## [Work to complete]
**a)** In the MODIFYCOLLECTION thread, write out word for word the part that begins with the words containing "On Fri, Jun 15, 2018 at 4:58" and ends with "the foot :)".
**b)** In the MODIFYCOLLECTION thread, which issue number is given for Collection Properties?

## [Extracted text]
###
You are viewing a plain text version of this content. The canonical link for it is here.
Posted to dev@lucene.apache.org by Varun Thacker <va...@vthacker.in> on 2018/06/15 11:22:31 UTC

Do we need the MODIFYCOLLECTION Api?

Today the Modify Collection supports the following properties to be modified

   1. maxShardsPerNode
   2. rule
   3. snitch
   4. policy
   5. collection.configName
   6. autoAddReplicas
   7. replicationFactor

1-4 seems something we should get rid of because we have the AutoScaling
Policy framework?

5> Can anyone point out the use-case for this?

6> autoAddReplicas can be changed as a clusterprop and modify-collection
API ? Hmm. Which one is supposed to win?

7> We need to allow a user to change replicationFactor. But how does this
help? We have nrtReplicas / pullReplicas / tlogReplicas so changing this
sounds just confusing? Or allow changing all replica types ?

Re: Do we need the MODIFYCOLLECTION Api?

Posted by Varun Thacker <va...@vthacker.in>.
So let's keep *collection.configName* and *replicationFactor*.

If we were to think of this API today , would MODIFYCOLLECTION be where we
still put it?

It almost feels like a collection setting. Maybe Collection Properties
( SOLR-11960 ) is where it should live?


On Fri, Jun 15, 2018 at 4:58 PM, Erick Erickson <er...@gmail.com>
wrote:

> re: collection.configName
>
> bq. Right and then basically we are giving a way for users to shoot
> themselves in the foot :)
>
> They can also delete their index files....
>
> Seriously though, what if I have a bunch of collections sharing a
> configset then I need to specialize only one by _adding_ fields? I'd
> like to copy the configset to a new one and then point my collection
> at it. And with the UninvertingMergePolicy adding DV would be one such
> specialization.
>
> I've also seen time-series collections (let's say 30 days) where you
> _cannot_ reindex. But you want to modify your schema anyway. People
> have
> 1> defined a new field that's a variant of the old field
> 2> have their indexing program index to _both_ for 30 days
> 3> change the app to use the new field
> 4> change the indexing program to stop indexing to the old field
>
> Sure, the metadata for the field is still carried along but that's not
> a problem for a few fields.
>
> Point is it's dangerous to go changing your configset for an existing
> collection, sure. But I find the API a better option than having to
> manually edit your ZK nodes.
>
> FWIW
>
> On Fri, Jun 15, 2018 at 7:18 AM, Varun Thacker <va...@vthacker.in> wrote:
> > Hi Jan,
> >
> > I agree with how your thinking of replicationFactor as basically being a
> > equivalent to nrtReplicas . Let's not change that.
###
[Collected data]
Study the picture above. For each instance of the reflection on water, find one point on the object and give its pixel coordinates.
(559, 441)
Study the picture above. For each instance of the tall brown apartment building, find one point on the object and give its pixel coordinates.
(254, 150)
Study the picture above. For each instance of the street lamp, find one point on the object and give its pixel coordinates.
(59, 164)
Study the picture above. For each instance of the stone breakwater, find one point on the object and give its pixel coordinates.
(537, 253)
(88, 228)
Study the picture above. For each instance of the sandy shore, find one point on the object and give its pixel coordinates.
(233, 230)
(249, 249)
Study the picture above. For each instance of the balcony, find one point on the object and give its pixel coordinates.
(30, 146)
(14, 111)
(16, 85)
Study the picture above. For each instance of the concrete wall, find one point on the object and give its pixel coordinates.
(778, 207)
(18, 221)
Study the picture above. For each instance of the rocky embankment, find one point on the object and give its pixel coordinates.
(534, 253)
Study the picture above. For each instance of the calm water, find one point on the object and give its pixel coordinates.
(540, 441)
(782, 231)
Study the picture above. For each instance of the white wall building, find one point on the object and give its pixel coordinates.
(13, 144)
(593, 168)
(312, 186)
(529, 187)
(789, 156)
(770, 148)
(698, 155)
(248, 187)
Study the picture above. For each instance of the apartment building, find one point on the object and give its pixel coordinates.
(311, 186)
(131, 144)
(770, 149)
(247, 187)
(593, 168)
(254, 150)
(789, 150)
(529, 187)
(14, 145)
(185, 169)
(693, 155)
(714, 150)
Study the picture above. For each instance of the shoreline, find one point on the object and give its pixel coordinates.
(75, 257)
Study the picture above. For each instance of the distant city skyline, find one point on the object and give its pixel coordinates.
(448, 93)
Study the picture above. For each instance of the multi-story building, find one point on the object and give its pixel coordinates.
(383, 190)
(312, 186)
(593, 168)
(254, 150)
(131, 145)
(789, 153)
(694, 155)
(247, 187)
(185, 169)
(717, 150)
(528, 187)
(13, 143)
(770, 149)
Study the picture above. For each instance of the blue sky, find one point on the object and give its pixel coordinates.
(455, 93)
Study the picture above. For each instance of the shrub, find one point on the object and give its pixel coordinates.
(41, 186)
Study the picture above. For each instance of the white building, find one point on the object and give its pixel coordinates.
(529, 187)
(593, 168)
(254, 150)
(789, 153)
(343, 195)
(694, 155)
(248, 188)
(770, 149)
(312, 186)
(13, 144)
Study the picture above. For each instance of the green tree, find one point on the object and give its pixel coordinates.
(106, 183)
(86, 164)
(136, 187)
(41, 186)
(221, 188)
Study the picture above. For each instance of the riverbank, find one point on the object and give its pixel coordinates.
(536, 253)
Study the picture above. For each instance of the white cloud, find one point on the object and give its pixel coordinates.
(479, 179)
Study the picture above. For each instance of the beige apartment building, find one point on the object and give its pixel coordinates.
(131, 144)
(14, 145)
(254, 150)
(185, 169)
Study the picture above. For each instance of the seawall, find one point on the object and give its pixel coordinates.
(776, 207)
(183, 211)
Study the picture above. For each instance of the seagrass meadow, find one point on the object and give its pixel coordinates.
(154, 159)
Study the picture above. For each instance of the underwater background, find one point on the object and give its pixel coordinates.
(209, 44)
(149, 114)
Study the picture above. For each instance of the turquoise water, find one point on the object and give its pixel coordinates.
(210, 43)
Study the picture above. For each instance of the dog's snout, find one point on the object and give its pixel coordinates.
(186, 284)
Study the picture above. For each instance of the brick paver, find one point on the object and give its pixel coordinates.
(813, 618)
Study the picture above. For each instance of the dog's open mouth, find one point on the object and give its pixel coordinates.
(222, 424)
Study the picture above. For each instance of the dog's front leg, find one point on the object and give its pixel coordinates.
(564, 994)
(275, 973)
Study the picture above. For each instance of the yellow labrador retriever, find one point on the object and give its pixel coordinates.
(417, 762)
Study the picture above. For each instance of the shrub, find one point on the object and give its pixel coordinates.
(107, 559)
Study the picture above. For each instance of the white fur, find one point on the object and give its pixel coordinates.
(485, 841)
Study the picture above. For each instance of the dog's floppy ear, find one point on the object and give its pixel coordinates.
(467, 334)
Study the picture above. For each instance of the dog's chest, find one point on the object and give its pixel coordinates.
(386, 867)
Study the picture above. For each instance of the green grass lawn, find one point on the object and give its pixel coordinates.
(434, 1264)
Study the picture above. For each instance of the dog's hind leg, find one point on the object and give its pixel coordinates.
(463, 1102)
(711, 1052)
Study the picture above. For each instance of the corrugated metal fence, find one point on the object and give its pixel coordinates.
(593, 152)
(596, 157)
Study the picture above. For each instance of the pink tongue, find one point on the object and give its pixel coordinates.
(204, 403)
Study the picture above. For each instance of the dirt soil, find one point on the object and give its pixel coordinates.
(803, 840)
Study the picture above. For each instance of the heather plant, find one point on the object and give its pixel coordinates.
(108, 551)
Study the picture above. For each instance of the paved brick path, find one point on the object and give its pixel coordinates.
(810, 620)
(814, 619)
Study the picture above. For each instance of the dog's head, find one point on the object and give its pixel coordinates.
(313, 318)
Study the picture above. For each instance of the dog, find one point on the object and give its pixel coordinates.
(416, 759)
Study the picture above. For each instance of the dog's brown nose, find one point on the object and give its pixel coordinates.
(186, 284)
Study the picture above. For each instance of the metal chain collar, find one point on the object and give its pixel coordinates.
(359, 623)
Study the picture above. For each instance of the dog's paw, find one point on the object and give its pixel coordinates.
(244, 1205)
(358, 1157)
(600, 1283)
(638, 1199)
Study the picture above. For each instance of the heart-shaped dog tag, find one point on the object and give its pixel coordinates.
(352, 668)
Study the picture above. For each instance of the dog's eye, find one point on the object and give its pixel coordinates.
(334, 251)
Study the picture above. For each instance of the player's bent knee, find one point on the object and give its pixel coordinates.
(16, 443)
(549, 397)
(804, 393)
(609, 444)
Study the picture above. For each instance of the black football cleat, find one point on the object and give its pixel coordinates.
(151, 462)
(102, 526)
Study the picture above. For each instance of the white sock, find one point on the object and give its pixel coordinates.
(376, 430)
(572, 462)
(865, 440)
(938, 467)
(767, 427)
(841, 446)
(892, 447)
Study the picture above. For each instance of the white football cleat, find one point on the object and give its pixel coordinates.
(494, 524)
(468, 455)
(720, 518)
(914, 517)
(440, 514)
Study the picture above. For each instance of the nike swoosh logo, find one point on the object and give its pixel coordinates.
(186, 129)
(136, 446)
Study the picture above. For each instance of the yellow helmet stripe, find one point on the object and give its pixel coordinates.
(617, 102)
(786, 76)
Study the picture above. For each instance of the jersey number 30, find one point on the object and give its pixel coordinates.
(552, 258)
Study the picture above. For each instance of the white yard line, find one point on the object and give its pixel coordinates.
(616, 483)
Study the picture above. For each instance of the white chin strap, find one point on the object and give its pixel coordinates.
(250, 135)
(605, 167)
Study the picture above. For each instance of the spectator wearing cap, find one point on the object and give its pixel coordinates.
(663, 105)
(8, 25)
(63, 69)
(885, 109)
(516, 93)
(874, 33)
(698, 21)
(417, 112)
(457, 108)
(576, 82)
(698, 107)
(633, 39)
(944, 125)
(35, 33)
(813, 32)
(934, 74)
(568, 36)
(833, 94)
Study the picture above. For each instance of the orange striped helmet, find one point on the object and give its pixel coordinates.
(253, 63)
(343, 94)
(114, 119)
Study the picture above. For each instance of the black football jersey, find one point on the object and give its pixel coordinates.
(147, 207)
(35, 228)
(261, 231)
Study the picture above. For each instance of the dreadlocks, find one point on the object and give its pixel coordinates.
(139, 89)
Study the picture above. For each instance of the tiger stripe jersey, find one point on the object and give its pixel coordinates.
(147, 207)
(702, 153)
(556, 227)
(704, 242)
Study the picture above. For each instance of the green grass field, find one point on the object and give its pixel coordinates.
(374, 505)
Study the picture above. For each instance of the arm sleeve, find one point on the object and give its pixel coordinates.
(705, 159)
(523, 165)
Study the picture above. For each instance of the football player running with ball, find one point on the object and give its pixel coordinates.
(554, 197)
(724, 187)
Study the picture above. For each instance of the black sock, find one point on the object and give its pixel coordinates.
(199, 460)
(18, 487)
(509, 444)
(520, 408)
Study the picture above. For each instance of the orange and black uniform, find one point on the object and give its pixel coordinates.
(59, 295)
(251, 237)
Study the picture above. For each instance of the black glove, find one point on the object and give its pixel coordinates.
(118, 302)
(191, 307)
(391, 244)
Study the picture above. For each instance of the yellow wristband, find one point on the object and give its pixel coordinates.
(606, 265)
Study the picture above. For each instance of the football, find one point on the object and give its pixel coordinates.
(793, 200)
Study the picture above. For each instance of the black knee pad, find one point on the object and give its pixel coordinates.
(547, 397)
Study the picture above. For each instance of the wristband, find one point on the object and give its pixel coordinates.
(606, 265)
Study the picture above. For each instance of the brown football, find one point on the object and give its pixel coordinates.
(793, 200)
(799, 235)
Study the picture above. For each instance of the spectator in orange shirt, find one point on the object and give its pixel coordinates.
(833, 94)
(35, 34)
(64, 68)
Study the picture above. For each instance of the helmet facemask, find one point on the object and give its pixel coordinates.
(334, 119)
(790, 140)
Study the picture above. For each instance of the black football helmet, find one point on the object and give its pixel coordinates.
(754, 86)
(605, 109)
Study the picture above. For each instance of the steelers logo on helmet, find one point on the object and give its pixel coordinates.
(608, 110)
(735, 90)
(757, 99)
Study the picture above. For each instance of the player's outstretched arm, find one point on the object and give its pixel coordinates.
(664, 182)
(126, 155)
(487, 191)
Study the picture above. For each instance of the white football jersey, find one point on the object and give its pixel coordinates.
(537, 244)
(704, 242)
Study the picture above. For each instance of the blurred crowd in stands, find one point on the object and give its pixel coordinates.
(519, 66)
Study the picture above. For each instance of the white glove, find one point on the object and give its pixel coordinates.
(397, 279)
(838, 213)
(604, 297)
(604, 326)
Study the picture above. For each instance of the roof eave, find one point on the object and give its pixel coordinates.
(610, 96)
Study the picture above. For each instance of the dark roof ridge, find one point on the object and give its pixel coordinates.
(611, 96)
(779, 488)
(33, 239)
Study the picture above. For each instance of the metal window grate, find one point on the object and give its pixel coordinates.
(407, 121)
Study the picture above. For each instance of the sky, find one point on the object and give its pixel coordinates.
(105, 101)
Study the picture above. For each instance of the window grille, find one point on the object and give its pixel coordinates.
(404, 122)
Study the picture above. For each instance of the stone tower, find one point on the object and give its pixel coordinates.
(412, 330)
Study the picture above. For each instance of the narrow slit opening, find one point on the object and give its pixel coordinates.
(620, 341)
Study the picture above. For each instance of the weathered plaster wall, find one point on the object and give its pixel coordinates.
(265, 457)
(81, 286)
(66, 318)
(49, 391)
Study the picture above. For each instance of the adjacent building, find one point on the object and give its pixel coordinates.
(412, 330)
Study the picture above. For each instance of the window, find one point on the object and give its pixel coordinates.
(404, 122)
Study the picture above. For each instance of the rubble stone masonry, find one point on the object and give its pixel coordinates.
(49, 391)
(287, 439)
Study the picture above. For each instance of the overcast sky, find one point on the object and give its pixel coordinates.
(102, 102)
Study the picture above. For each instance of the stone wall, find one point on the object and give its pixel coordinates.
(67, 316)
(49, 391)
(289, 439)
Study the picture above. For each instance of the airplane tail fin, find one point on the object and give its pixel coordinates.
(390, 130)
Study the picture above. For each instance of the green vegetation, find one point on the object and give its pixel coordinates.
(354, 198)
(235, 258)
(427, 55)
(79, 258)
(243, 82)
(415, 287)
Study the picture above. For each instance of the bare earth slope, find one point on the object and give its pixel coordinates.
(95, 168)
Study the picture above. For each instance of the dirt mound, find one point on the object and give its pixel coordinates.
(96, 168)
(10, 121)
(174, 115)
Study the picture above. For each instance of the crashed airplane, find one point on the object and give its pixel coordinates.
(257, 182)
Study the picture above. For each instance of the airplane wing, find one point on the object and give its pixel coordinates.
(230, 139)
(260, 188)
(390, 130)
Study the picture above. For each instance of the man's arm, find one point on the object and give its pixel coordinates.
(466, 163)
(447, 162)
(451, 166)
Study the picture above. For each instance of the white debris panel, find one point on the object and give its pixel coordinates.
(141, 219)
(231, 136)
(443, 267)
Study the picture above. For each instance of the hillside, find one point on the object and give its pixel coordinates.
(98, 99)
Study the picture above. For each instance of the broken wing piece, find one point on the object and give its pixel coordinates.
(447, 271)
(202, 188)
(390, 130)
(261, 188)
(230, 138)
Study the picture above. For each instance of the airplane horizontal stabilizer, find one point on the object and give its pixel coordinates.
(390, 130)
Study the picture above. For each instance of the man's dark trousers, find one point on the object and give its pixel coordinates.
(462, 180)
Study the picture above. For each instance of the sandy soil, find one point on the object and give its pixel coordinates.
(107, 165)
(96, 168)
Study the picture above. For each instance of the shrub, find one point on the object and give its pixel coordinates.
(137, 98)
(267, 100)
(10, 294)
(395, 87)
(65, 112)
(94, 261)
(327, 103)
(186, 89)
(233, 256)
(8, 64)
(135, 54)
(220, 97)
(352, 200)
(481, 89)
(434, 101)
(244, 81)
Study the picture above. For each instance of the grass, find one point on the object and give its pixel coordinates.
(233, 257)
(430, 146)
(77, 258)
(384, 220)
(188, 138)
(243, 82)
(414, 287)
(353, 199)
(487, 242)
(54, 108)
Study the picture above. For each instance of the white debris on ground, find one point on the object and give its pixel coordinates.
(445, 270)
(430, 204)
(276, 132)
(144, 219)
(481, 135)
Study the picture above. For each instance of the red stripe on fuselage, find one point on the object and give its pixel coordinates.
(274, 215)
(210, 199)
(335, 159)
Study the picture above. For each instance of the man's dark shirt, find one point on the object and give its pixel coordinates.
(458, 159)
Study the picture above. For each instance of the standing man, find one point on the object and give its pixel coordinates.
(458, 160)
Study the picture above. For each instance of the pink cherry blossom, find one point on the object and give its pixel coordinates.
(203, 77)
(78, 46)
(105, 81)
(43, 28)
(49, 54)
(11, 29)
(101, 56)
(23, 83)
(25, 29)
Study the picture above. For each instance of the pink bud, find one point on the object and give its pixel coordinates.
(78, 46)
###
## [Answers in order]
**a)**
On Fri, Jun 15, 2018 at 4:58 PM, Erick Erickson <er...@gmail.com>
wrote:

> re: collection.configName
>
> bq. Right and then basically we are giving a way for users to shoot
> themselves in the foot :)

**b)** SOLR-11960